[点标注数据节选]
═══

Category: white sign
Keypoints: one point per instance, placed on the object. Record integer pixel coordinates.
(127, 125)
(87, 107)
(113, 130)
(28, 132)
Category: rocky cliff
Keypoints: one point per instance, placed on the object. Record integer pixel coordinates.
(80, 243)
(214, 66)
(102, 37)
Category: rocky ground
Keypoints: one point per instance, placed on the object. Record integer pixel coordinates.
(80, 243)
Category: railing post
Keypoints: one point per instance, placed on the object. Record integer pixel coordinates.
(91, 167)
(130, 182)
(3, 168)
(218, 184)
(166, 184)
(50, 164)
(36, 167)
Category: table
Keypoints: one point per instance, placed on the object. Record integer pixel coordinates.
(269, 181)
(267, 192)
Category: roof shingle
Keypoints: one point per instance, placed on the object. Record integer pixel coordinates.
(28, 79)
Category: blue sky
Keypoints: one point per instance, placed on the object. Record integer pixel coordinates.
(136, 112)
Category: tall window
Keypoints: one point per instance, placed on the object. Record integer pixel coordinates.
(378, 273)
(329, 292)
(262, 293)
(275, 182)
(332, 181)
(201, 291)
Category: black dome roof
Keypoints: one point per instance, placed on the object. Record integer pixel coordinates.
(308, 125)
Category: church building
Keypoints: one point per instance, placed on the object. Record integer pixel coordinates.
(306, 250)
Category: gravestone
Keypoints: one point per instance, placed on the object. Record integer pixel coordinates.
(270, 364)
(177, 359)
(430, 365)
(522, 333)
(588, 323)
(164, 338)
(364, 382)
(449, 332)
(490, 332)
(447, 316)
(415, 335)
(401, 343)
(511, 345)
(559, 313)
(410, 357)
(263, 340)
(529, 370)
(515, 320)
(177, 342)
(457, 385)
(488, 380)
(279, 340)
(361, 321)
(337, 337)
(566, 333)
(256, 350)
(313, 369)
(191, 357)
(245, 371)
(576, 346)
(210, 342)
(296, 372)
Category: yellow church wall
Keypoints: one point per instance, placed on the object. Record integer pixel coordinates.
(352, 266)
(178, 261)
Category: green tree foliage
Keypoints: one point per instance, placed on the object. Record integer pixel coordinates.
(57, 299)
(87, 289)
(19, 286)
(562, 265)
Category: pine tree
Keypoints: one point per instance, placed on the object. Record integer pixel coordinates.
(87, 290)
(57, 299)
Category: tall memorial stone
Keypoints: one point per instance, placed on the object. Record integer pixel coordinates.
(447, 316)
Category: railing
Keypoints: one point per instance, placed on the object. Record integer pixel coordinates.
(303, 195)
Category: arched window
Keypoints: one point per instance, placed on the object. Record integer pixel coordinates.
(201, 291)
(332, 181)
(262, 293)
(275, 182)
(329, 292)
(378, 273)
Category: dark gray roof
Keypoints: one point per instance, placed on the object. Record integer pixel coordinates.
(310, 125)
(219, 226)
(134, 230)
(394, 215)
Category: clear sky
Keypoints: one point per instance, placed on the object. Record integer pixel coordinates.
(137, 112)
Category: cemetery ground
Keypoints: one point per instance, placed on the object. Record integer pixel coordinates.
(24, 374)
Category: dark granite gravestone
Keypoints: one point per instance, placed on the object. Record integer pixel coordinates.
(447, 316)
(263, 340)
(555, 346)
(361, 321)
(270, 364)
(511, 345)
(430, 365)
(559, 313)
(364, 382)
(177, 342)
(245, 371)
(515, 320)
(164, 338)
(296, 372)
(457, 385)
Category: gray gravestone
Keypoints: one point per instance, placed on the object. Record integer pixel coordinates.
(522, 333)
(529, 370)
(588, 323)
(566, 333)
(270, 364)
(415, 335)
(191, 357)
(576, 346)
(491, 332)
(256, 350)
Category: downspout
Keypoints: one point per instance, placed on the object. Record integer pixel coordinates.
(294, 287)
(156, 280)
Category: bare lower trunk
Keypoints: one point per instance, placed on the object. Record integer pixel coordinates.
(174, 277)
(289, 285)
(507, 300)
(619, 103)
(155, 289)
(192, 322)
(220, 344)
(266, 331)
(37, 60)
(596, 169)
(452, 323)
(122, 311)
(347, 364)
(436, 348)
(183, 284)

═══

练习题目:
请修改以上全部数据，把每一处"integer pixel coordinates"都换成"whole-number pixel coordinates"，其余内容保持不变，并完整写出修改后的结果。

练习解答:
Category: white sign
Keypoints: one point per instance, placed on the object. Record whole-number pixel coordinates.
(127, 125)
(87, 107)
(113, 130)
(28, 132)
Category: rocky cliff
Keypoints: one point per instance, placed on the object. Record whole-number pixel coordinates.
(80, 243)
(214, 66)
(102, 37)
Category: rocky ground
Keypoints: one point per instance, placed on the object. Record whole-number pixel coordinates.
(80, 243)
Category: railing post
Keypoints: one point per instance, placed on the object. Record whole-number pixel coordinates.
(91, 167)
(130, 182)
(3, 168)
(218, 184)
(166, 184)
(50, 164)
(36, 167)
Category: table
Keypoints: one point per instance, placed on the object. Record whole-number pixel coordinates.
(269, 181)
(267, 192)
Category: roof shingle
Keypoints: one point per instance, placed on the object. Record whole-number pixel coordinates.
(28, 79)
Category: blue sky
Keypoints: one point per instance, placed on the object. Record whole-number pixel coordinates.
(136, 112)
Category: tall window
Keypoints: one point per instance, placed on the object. Record whole-number pixel coordinates.
(378, 273)
(329, 292)
(262, 293)
(275, 182)
(332, 181)
(201, 291)
Category: black dome roof
Keypoints: one point per instance, placed on the object. Record whole-number pixel coordinates.
(308, 125)
Category: church building
Keypoints: one point per instance, placed on the object. Record whole-number pixel coordinates.
(306, 250)
Category: gravestone
Keypoints: one point per instance, placed on the object. Record whole-number pixel coordinates.
(270, 364)
(177, 359)
(430, 365)
(522, 333)
(588, 323)
(164, 338)
(364, 382)
(449, 332)
(490, 332)
(447, 316)
(415, 335)
(401, 343)
(511, 345)
(559, 313)
(410, 357)
(263, 340)
(529, 370)
(515, 320)
(177, 342)
(457, 385)
(488, 380)
(279, 340)
(361, 321)
(337, 337)
(566, 333)
(256, 350)
(313, 369)
(191, 357)
(245, 371)
(576, 346)
(210, 342)
(296, 372)
Category: yellow church wall
Keypoints: one point per instance, placed on the object. Record whole-number pixel coordinates.
(352, 266)
(178, 261)
Category: green tree foliage
Keypoints: one point per instance, placed on the object. Record whole-number pixel coordinates.
(57, 299)
(87, 289)
(19, 286)
(562, 265)
Category: pine tree
Keypoints: one point per instance, placed on the object. Record whole-number pixel coordinates.
(87, 290)
(57, 299)
Category: tall memorial stone
Keypoints: one point per instance, placed on the object. Record whole-number pixel coordinates.
(447, 316)
Category: railing
Keypoints: one point per instance, placed on the object. Record whole-number pixel coordinates.
(303, 195)
Category: arched window
Keypoints: one point per instance, placed on the object. Record whole-number pixel coordinates.
(201, 291)
(332, 181)
(262, 293)
(275, 182)
(329, 292)
(378, 273)
Category: dark gray roof
Keypoints: one point per instance, placed on the object. Record whole-number pixel coordinates.
(310, 125)
(219, 226)
(134, 230)
(394, 215)
Category: clear sky
Keypoints: one point per instance, placed on the object. Record whole-number pixel coordinates.
(137, 112)
Category: cemetery ground
Keypoints: one point per instance, placed on the object. Record whole-number pixel coordinates.
(24, 374)
Category: dark granite gravestone
Keypoints: one point per instance, placed on the object. Record whole-number pixel coordinates.
(447, 316)
(263, 340)
(555, 346)
(361, 321)
(270, 364)
(511, 345)
(430, 365)
(559, 313)
(364, 382)
(177, 342)
(245, 371)
(515, 320)
(164, 338)
(296, 372)
(457, 385)
Category: gray gravestone
Keypoints: one point per instance, placed on the object. Record whole-number pixel coordinates.
(522, 333)
(529, 370)
(588, 323)
(566, 333)
(270, 364)
(415, 335)
(191, 357)
(576, 346)
(491, 332)
(256, 350)
Category: downspout
Keypoints: one point per instance, placed on the object. Record whole-number pixel coordinates.
(294, 287)
(156, 280)
Category: bare lower trunk
Keypoints: one point per instance, placed on the object. Record whole-number pixel coordinates.
(174, 277)
(289, 285)
(507, 300)
(619, 103)
(155, 289)
(192, 322)
(220, 344)
(266, 331)
(37, 60)
(596, 169)
(452, 323)
(122, 311)
(347, 364)
(436, 348)
(183, 284)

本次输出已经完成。